## [SOURCE DATA]
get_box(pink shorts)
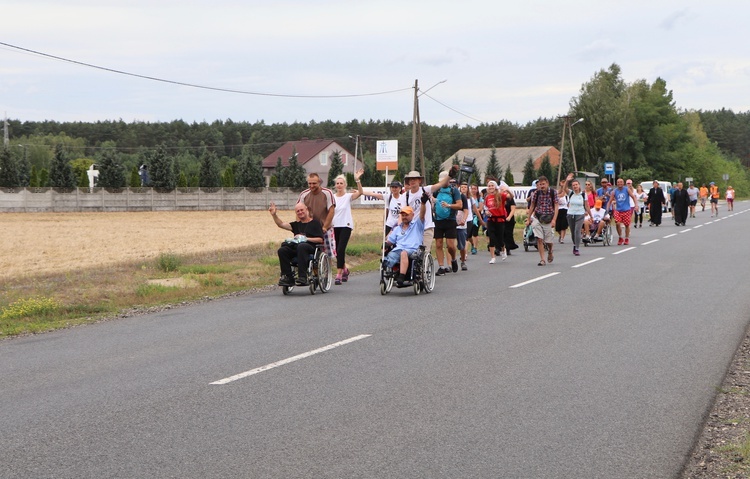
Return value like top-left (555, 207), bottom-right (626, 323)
top-left (615, 210), bottom-right (633, 226)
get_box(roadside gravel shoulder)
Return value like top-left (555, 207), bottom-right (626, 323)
top-left (682, 335), bottom-right (750, 479)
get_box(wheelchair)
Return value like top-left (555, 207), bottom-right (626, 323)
top-left (281, 245), bottom-right (333, 295)
top-left (581, 220), bottom-right (614, 246)
top-left (380, 246), bottom-right (435, 295)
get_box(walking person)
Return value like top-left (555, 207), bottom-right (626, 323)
top-left (484, 180), bottom-right (508, 264)
top-left (333, 169), bottom-right (365, 285)
top-left (708, 181), bottom-right (720, 218)
top-left (368, 181), bottom-right (406, 236)
top-left (500, 186), bottom-right (518, 256)
top-left (672, 183), bottom-right (690, 226)
top-left (633, 184), bottom-right (648, 228)
top-left (555, 179), bottom-right (569, 244)
top-left (297, 173), bottom-right (336, 258)
top-left (567, 179), bottom-right (591, 256)
top-left (724, 185), bottom-right (734, 211)
top-left (607, 178), bottom-right (637, 246)
top-left (687, 183), bottom-right (700, 218)
top-left (451, 180), bottom-right (474, 271)
top-left (698, 183), bottom-right (708, 211)
top-left (467, 184), bottom-right (484, 254)
top-left (526, 176), bottom-right (558, 266)
top-left (646, 180), bottom-right (667, 226)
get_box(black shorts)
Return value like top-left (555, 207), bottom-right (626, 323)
top-left (435, 220), bottom-right (457, 239)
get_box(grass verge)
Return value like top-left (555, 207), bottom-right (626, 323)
top-left (0, 225), bottom-right (522, 338)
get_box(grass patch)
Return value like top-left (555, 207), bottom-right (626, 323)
top-left (156, 253), bottom-right (182, 273)
top-left (0, 228), bottom-right (520, 337)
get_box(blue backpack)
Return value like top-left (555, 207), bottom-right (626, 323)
top-left (435, 186), bottom-right (461, 220)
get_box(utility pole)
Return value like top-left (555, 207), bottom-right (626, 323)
top-left (557, 116), bottom-right (583, 185)
top-left (3, 112), bottom-right (9, 146)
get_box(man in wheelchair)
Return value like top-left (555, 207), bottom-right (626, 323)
top-left (583, 199), bottom-right (609, 241)
top-left (268, 202), bottom-right (323, 286)
top-left (385, 194), bottom-right (429, 286)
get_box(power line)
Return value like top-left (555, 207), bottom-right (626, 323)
top-left (0, 42), bottom-right (411, 98)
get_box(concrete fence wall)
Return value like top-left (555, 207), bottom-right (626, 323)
top-left (0, 188), bottom-right (382, 213)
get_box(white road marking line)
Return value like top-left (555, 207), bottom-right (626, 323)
top-left (571, 257), bottom-right (604, 268)
top-left (511, 271), bottom-right (560, 288)
top-left (211, 334), bottom-right (372, 385)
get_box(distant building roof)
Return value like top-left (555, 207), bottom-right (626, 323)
top-left (263, 139), bottom-right (354, 168)
top-left (440, 146), bottom-right (560, 184)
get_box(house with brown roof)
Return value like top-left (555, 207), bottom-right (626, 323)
top-left (440, 146), bottom-right (560, 186)
top-left (263, 138), bottom-right (364, 185)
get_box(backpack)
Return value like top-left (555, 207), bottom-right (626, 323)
top-left (435, 186), bottom-right (460, 220)
top-left (484, 192), bottom-right (508, 222)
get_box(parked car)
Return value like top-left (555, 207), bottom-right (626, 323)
top-left (641, 180), bottom-right (672, 213)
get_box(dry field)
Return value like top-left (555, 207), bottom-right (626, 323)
top-left (0, 209), bottom-right (383, 279)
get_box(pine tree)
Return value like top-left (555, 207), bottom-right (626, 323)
top-left (49, 143), bottom-right (77, 188)
top-left (96, 148), bottom-right (125, 188)
top-left (505, 165), bottom-right (516, 186)
top-left (198, 149), bottom-right (221, 188)
top-left (286, 151), bottom-right (307, 189)
top-left (221, 165), bottom-right (234, 188)
top-left (328, 150), bottom-right (344, 188)
top-left (0, 146), bottom-right (20, 188)
top-left (39, 168), bottom-right (49, 188)
top-left (151, 144), bottom-right (177, 191)
top-left (236, 147), bottom-right (266, 188)
top-left (29, 165), bottom-right (41, 188)
top-left (128, 166), bottom-right (141, 188)
top-left (523, 157), bottom-right (536, 186)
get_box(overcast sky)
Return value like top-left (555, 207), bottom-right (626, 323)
top-left (0, 0), bottom-right (750, 129)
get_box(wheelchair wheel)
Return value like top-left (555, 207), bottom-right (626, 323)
top-left (316, 252), bottom-right (333, 293)
top-left (421, 252), bottom-right (435, 293)
top-left (380, 271), bottom-right (393, 295)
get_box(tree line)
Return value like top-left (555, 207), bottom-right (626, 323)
top-left (0, 64), bottom-right (750, 194)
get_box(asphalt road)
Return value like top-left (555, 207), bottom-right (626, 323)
top-left (0, 202), bottom-right (750, 479)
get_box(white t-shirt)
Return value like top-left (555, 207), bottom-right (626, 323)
top-left (333, 193), bottom-right (354, 229)
top-left (402, 186), bottom-right (435, 229)
top-left (384, 194), bottom-right (406, 228)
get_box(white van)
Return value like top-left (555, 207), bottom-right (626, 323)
top-left (641, 180), bottom-right (672, 213)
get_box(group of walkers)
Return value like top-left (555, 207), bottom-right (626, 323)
top-left (269, 166), bottom-right (734, 286)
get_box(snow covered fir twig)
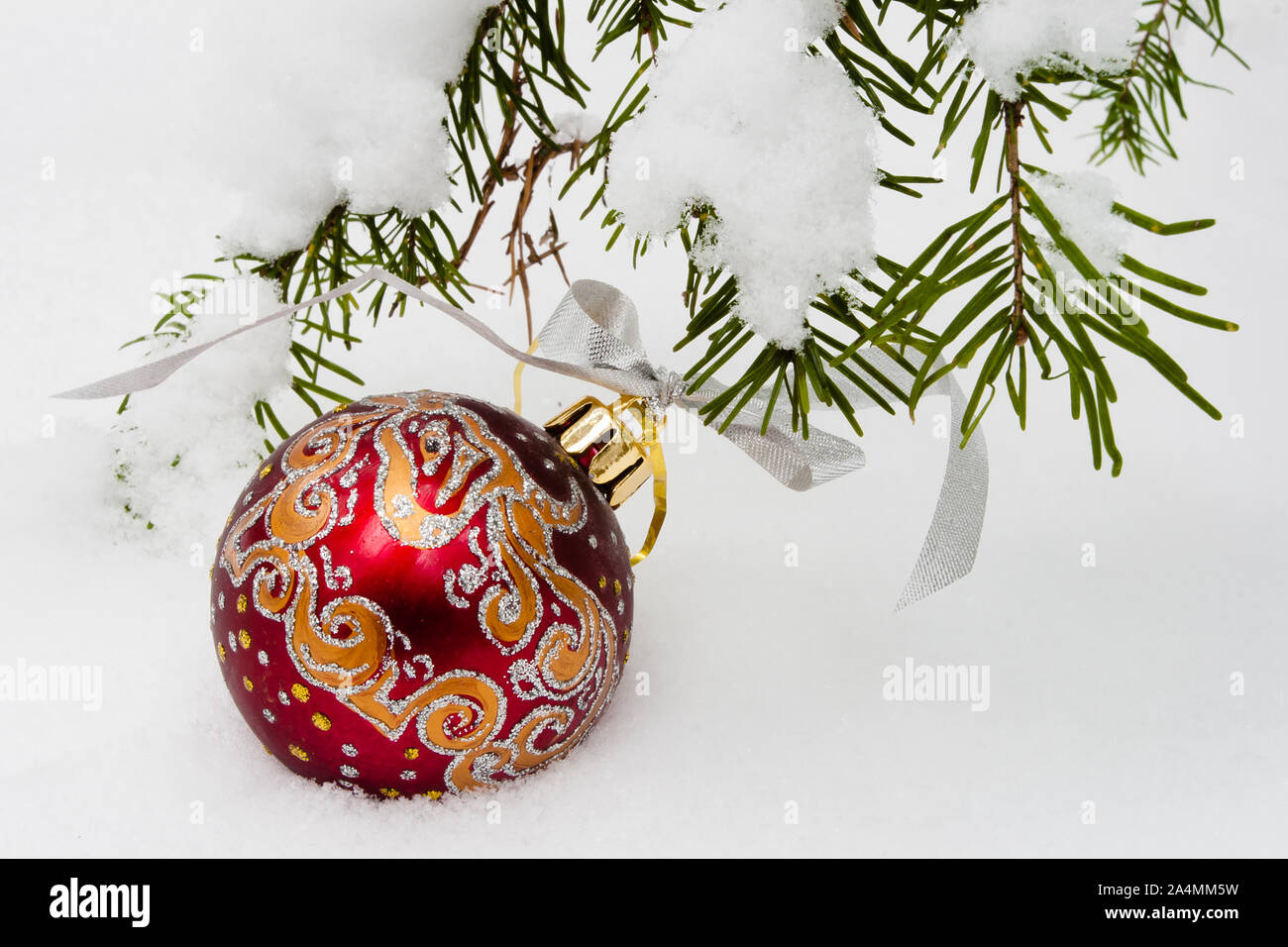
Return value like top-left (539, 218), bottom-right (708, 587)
top-left (121, 0), bottom-right (1241, 489)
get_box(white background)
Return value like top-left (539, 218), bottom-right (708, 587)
top-left (0, 3), bottom-right (1288, 856)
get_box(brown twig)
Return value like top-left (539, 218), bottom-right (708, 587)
top-left (1002, 102), bottom-right (1029, 346)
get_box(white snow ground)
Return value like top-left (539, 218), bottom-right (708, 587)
top-left (0, 3), bottom-right (1288, 857)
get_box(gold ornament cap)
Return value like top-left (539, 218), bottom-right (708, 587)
top-left (545, 397), bottom-right (653, 509)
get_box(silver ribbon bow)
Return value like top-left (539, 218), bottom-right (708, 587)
top-left (54, 268), bottom-right (988, 611)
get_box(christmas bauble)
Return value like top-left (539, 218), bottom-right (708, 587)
top-left (211, 391), bottom-right (632, 797)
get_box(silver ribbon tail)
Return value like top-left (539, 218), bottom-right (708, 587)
top-left (54, 268), bottom-right (988, 611)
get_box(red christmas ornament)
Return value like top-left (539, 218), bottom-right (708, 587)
top-left (211, 391), bottom-right (647, 797)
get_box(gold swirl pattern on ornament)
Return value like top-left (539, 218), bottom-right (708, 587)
top-left (220, 391), bottom-right (617, 789)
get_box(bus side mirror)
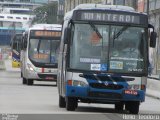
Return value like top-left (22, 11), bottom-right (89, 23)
top-left (64, 27), bottom-right (71, 44)
top-left (150, 32), bottom-right (157, 48)
top-left (23, 38), bottom-right (27, 49)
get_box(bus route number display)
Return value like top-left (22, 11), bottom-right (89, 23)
top-left (34, 31), bottom-right (61, 37)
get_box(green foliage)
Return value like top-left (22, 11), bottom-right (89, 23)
top-left (32, 2), bottom-right (58, 24)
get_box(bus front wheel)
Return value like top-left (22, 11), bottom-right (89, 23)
top-left (66, 97), bottom-right (78, 111)
top-left (59, 95), bottom-right (66, 108)
top-left (125, 101), bottom-right (140, 114)
top-left (115, 102), bottom-right (124, 111)
top-left (27, 79), bottom-right (33, 85)
top-left (23, 77), bottom-right (27, 84)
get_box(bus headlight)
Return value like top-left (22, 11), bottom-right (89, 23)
top-left (128, 85), bottom-right (140, 90)
top-left (27, 63), bottom-right (35, 71)
top-left (67, 80), bottom-right (88, 87)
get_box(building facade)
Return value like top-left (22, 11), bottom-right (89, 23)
top-left (144, 0), bottom-right (160, 75)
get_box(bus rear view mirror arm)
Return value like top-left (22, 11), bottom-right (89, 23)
top-left (64, 27), bottom-right (71, 44)
top-left (148, 24), bottom-right (157, 48)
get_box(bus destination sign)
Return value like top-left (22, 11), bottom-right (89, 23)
top-left (79, 12), bottom-right (140, 24)
top-left (34, 31), bottom-right (61, 37)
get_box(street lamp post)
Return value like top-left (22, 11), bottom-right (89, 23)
top-left (147, 0), bottom-right (149, 15)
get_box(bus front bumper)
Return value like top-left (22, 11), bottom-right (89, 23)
top-left (66, 85), bottom-right (145, 103)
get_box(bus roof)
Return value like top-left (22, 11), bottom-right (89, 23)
top-left (64, 3), bottom-right (145, 20)
top-left (29, 24), bottom-right (62, 31)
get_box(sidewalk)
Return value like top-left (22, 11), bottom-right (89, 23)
top-left (4, 59), bottom-right (160, 99)
top-left (4, 59), bottom-right (20, 71)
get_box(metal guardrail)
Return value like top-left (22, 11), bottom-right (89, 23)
top-left (147, 76), bottom-right (160, 80)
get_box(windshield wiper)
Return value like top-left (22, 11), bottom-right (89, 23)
top-left (37, 40), bottom-right (41, 54)
top-left (89, 22), bottom-right (103, 39)
top-left (113, 26), bottom-right (129, 40)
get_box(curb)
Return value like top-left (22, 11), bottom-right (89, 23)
top-left (0, 60), bottom-right (6, 70)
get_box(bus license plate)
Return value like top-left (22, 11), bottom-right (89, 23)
top-left (46, 77), bottom-right (54, 80)
top-left (124, 90), bottom-right (138, 95)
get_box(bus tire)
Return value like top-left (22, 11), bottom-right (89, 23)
top-left (125, 101), bottom-right (140, 114)
top-left (66, 97), bottom-right (78, 111)
top-left (22, 77), bottom-right (27, 84)
top-left (59, 95), bottom-right (66, 108)
top-left (115, 102), bottom-right (124, 111)
top-left (27, 79), bottom-right (33, 85)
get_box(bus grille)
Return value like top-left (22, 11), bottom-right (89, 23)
top-left (38, 74), bottom-right (57, 79)
top-left (89, 83), bottom-right (123, 90)
top-left (88, 92), bottom-right (122, 99)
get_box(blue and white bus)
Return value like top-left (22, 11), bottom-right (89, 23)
top-left (57, 4), bottom-right (156, 114)
top-left (21, 24), bottom-right (61, 85)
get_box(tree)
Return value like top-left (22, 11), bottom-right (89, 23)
top-left (32, 2), bottom-right (58, 24)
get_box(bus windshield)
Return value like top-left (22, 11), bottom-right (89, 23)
top-left (69, 23), bottom-right (147, 73)
top-left (28, 38), bottom-right (60, 64)
top-left (12, 34), bottom-right (22, 52)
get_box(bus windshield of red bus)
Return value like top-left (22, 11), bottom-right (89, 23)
top-left (69, 23), bottom-right (147, 73)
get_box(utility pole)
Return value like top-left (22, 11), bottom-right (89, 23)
top-left (147, 0), bottom-right (149, 16)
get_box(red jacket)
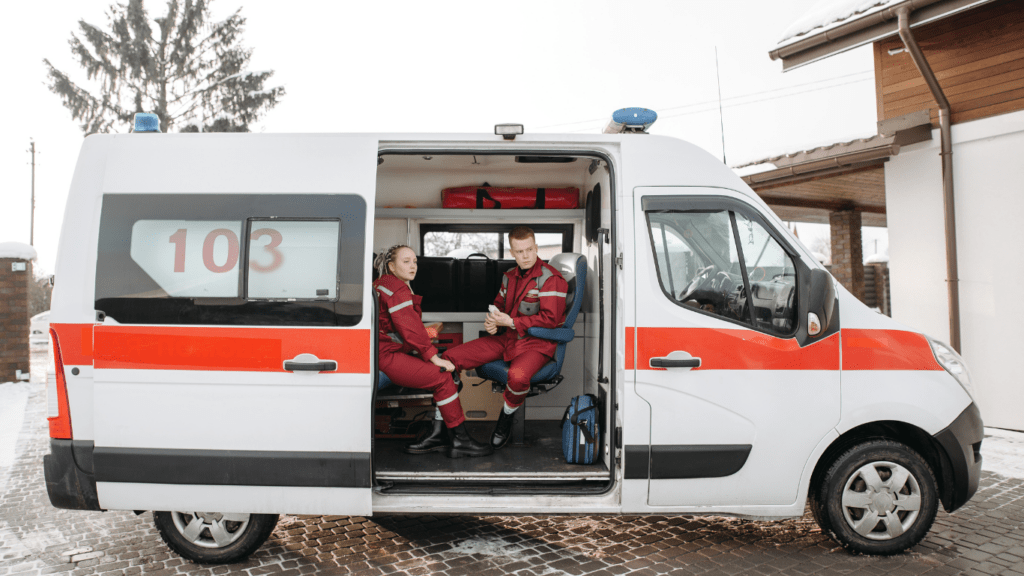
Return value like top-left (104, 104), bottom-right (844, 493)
top-left (495, 258), bottom-right (568, 362)
top-left (374, 274), bottom-right (437, 362)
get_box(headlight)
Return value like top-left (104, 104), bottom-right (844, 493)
top-left (928, 338), bottom-right (975, 402)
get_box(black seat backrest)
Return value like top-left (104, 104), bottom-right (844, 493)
top-left (411, 256), bottom-right (460, 312)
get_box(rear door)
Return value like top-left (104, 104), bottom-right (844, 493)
top-left (93, 136), bottom-right (377, 515)
top-left (633, 188), bottom-right (840, 506)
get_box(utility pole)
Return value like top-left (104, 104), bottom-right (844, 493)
top-left (29, 139), bottom-right (36, 246)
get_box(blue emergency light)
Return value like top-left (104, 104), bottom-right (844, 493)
top-left (604, 108), bottom-right (657, 134)
top-left (132, 112), bottom-right (160, 133)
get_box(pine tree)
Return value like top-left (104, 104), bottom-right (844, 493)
top-left (43, 0), bottom-right (285, 134)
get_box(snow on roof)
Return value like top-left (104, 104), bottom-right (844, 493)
top-left (778, 0), bottom-right (903, 46)
top-left (732, 134), bottom-right (884, 171)
top-left (0, 242), bottom-right (38, 260)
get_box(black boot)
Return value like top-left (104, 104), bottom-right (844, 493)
top-left (490, 409), bottom-right (518, 450)
top-left (406, 420), bottom-right (452, 454)
top-left (449, 422), bottom-right (494, 458)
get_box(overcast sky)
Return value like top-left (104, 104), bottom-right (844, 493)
top-left (0, 0), bottom-right (885, 273)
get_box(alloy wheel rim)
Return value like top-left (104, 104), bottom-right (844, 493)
top-left (842, 461), bottom-right (921, 540)
top-left (171, 512), bottom-right (251, 548)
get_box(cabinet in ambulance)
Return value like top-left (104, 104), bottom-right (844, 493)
top-left (45, 115), bottom-right (982, 562)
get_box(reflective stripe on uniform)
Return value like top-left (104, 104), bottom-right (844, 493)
top-left (437, 393), bottom-right (459, 408)
top-left (387, 300), bottom-right (413, 314)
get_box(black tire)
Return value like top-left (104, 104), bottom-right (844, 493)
top-left (810, 440), bottom-right (939, 556)
top-left (153, 511), bottom-right (278, 564)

## [YOUR GOAL]
Copy the entries verbatim from the line containing "get_box(bus windshield)" through the line containing "top-left (132, 112), bottom-right (160, 133)", both lines included, and omit any pictures.

## [RESULT FOR THIS TASK]
get_box(bus windshield)
Return value like top-left (22, 11), bottom-right (89, 23)
top-left (69, 23), bottom-right (147, 73)
top-left (28, 38), bottom-right (60, 64)
top-left (12, 34), bottom-right (22, 52)
get_box(bus windshield of red bus)
Return value like top-left (22, 11), bottom-right (89, 23)
top-left (69, 23), bottom-right (147, 73)
get_box(utility pole)
Return value like top-left (22, 11), bottom-right (89, 23)
top-left (147, 0), bottom-right (149, 16)
get_box(red jacket)
Return value like top-left (104, 104), bottom-right (844, 493)
top-left (495, 258), bottom-right (568, 362)
top-left (374, 274), bottom-right (437, 362)
get_box(headlight)
Return value like top-left (104, 104), bottom-right (844, 493)
top-left (928, 338), bottom-right (975, 402)
get_box(black seat backrest)
Return value like top-left (104, 104), bottom-right (844, 493)
top-left (411, 256), bottom-right (460, 312)
get_box(rear door)
Return value like top-left (104, 104), bottom-right (844, 493)
top-left (93, 136), bottom-right (377, 515)
top-left (633, 188), bottom-right (840, 506)
get_box(utility pole)
Return value like top-left (104, 104), bottom-right (844, 493)
top-left (29, 139), bottom-right (36, 246)
get_box(blue emergency light)
Return value like top-left (104, 104), bottom-right (844, 493)
top-left (604, 108), bottom-right (657, 134)
top-left (132, 112), bottom-right (160, 133)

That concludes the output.